--- Assigned task ---
The entries are to be repeated verbatim, with nothing left out.

--- Data listing ---
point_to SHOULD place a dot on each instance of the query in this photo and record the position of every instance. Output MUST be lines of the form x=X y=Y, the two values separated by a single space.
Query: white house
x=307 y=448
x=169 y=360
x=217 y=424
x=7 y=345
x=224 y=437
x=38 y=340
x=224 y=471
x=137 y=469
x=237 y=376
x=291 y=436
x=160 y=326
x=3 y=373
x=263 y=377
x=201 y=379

--- Exercise solution ---
point_to SHOULD place a dot on each instance of the query in this photo and record the position of every instance. Output MUST be lines of the form x=X y=Y, the two values separated by a single space.
Query: white house
x=307 y=448
x=169 y=360
x=217 y=424
x=7 y=345
x=224 y=437
x=38 y=340
x=224 y=471
x=137 y=469
x=237 y=376
x=291 y=436
x=160 y=326
x=3 y=373
x=263 y=377
x=201 y=379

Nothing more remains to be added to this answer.